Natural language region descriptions
# # #
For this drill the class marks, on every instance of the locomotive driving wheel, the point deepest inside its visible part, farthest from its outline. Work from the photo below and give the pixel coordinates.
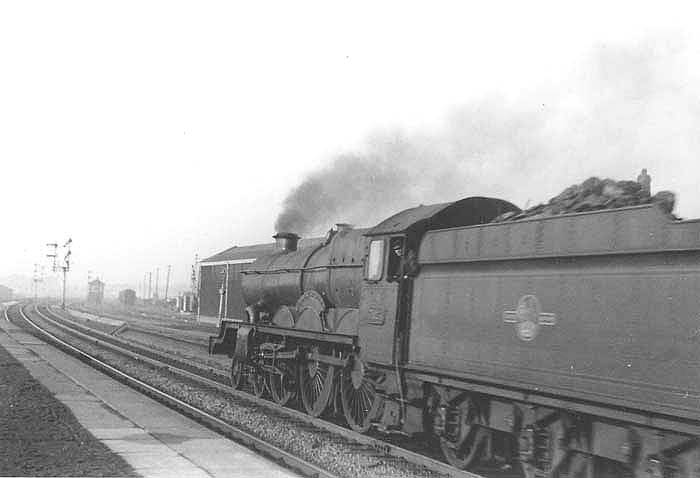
(283, 385)
(315, 384)
(464, 438)
(359, 398)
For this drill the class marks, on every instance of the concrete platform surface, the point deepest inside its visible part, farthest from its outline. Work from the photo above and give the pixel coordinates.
(155, 440)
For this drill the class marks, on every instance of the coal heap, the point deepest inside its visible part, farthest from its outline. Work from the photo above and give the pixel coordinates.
(594, 194)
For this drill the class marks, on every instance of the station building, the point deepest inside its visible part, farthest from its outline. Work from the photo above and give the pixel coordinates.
(96, 292)
(220, 294)
(127, 297)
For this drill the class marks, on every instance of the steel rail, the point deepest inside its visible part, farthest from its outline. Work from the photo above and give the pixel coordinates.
(386, 448)
(280, 455)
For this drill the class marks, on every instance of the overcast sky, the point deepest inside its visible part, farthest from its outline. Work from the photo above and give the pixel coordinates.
(151, 131)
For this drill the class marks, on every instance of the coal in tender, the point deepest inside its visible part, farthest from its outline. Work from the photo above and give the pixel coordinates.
(592, 195)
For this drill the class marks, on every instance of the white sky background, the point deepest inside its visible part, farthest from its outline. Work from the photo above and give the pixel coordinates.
(151, 131)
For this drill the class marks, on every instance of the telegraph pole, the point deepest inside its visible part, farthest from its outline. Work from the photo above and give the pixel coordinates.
(155, 296)
(65, 267)
(36, 279)
(167, 283)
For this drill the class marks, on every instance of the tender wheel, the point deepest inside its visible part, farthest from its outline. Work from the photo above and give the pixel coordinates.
(359, 397)
(465, 439)
(315, 385)
(237, 374)
(283, 386)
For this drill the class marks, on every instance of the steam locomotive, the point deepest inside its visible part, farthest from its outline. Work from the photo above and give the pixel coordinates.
(569, 344)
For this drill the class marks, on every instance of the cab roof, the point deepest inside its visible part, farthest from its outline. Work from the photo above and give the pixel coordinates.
(465, 212)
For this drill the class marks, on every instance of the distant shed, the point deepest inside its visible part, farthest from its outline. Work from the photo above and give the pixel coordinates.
(220, 294)
(5, 293)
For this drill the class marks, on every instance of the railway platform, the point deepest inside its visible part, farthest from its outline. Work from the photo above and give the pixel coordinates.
(153, 439)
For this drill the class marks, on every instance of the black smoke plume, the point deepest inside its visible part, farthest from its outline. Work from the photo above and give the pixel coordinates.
(629, 107)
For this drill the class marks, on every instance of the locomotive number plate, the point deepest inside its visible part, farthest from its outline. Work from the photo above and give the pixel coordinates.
(528, 317)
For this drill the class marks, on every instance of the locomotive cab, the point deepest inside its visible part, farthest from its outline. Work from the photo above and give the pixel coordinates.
(391, 264)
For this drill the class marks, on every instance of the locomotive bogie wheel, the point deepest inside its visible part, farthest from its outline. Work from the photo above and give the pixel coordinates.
(464, 450)
(315, 385)
(237, 374)
(358, 396)
(283, 385)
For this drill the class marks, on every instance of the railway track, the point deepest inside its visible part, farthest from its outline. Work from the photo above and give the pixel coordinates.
(212, 378)
(291, 461)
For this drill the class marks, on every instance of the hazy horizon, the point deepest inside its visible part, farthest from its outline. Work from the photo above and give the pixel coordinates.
(151, 132)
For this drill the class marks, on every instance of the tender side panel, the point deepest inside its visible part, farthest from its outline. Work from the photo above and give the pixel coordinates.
(635, 229)
(616, 329)
(211, 278)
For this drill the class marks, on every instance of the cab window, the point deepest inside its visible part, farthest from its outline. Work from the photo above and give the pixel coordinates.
(393, 269)
(375, 261)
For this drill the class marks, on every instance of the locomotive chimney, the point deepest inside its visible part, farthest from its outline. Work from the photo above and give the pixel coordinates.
(287, 241)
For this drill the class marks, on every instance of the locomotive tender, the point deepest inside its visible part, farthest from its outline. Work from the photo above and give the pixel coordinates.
(569, 344)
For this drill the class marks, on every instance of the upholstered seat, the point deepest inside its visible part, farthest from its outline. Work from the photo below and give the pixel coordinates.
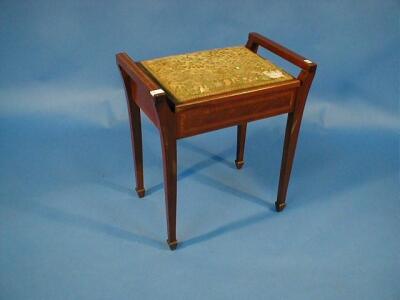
(187, 77)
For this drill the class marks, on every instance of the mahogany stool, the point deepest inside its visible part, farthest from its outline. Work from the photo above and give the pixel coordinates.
(189, 94)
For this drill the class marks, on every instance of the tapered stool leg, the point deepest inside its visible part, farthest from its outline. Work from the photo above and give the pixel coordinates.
(289, 149)
(170, 186)
(291, 136)
(136, 135)
(241, 140)
(168, 144)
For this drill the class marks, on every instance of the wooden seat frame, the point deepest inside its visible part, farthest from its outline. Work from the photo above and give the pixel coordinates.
(237, 108)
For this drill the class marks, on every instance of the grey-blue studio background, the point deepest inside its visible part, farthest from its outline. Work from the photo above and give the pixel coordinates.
(71, 225)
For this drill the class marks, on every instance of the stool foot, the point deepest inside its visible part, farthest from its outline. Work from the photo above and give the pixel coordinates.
(140, 192)
(172, 245)
(239, 164)
(279, 206)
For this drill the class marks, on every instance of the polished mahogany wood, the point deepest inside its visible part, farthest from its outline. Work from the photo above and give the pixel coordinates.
(240, 140)
(136, 134)
(237, 108)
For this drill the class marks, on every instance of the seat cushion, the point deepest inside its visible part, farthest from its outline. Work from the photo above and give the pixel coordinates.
(187, 77)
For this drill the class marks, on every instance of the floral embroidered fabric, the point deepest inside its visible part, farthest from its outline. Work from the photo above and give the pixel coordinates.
(190, 76)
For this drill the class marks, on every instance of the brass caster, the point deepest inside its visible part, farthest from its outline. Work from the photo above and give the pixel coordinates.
(140, 192)
(239, 164)
(172, 245)
(280, 206)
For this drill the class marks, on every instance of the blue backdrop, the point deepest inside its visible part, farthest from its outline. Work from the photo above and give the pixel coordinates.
(71, 226)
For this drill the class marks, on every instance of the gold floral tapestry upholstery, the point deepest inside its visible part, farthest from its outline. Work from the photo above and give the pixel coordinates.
(190, 76)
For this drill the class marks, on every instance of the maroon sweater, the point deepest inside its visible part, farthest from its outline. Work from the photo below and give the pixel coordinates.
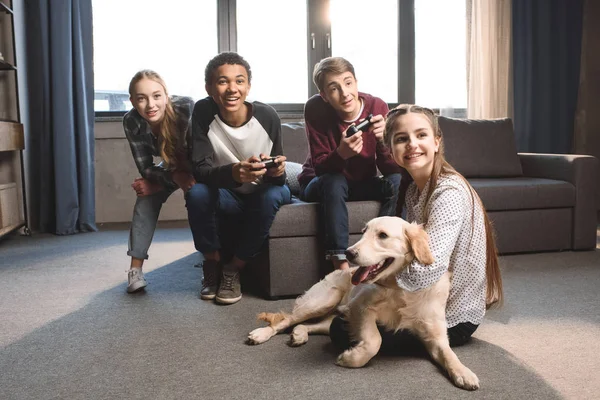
(324, 130)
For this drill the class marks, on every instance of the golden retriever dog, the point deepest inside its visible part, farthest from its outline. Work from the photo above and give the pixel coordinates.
(368, 294)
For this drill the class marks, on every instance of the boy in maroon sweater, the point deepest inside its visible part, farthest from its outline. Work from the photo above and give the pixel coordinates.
(341, 168)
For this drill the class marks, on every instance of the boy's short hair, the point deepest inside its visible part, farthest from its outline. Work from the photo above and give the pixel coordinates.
(227, 57)
(330, 65)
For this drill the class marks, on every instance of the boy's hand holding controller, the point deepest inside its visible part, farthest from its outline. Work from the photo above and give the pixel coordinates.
(275, 165)
(351, 143)
(378, 126)
(247, 171)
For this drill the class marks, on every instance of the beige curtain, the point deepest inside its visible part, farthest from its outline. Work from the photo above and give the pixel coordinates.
(489, 59)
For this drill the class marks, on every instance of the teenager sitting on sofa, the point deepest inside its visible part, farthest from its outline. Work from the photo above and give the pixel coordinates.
(341, 168)
(230, 138)
(461, 237)
(158, 125)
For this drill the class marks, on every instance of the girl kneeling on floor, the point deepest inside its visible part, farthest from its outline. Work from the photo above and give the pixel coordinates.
(158, 125)
(460, 234)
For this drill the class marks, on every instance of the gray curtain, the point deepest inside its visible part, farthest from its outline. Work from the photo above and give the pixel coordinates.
(546, 59)
(61, 108)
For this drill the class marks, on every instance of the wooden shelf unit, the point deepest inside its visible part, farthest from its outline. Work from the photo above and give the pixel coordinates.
(13, 205)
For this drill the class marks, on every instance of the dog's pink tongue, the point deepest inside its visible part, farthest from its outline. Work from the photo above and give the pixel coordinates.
(360, 275)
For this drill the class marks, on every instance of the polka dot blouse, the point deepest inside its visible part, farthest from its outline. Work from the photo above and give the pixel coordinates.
(456, 231)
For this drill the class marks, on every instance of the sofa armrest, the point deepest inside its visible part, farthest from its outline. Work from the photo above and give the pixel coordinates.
(583, 172)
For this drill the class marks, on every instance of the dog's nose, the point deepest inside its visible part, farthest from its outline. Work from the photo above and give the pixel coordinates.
(351, 254)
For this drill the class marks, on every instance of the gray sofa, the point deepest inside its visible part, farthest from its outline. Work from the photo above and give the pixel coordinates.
(537, 202)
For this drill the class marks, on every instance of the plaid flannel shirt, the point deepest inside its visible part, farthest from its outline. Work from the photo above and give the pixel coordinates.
(144, 144)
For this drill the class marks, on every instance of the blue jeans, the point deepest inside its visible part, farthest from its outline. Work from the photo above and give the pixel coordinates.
(332, 191)
(253, 212)
(143, 224)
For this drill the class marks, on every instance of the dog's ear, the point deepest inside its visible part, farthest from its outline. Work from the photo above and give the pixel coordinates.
(419, 242)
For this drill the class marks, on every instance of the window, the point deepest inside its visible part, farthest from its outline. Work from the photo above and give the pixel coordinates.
(440, 47)
(276, 50)
(402, 50)
(175, 39)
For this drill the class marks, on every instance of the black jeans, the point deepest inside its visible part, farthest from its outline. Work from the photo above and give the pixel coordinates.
(333, 190)
(401, 341)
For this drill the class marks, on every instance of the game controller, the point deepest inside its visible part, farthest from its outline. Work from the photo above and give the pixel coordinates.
(269, 163)
(360, 127)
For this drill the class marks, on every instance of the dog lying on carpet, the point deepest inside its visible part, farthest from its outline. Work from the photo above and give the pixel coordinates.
(369, 294)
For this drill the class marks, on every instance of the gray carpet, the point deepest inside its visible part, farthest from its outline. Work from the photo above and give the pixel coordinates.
(69, 331)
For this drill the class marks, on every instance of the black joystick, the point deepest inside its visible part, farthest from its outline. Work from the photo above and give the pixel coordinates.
(360, 127)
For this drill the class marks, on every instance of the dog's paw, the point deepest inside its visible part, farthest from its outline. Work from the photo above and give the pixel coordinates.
(260, 335)
(352, 358)
(299, 336)
(465, 379)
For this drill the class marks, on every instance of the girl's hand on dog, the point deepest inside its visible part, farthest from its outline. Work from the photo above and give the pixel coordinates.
(183, 179)
(248, 170)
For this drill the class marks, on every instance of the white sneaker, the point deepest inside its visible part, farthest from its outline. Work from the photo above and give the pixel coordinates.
# # #
■ TASK OBJECTIVE
Copy out exactly the lines between the line with "dog's paw, the" and the last line of the entries, counting both of those lines.

■ YOUR SOLUTION
For this drill the class marks, on every instance of the dog's paw, the point deepest inside its visible part, farthest from its outline. Work from the photo above and give the pixel coordinates.
(260, 335)
(352, 358)
(299, 336)
(465, 379)
For this drill the class marks, on every instance of the girl's hand on dog, the point deepest inside its visible part, farthest from its outline. Work from the photo above and give the pixel coordinates.
(183, 179)
(248, 170)
For this drill the class marks, on every instance of the white sneaker, the point deepest inside its visible part, farthest from its outline. Work from the photo above and give the pixel coordinates.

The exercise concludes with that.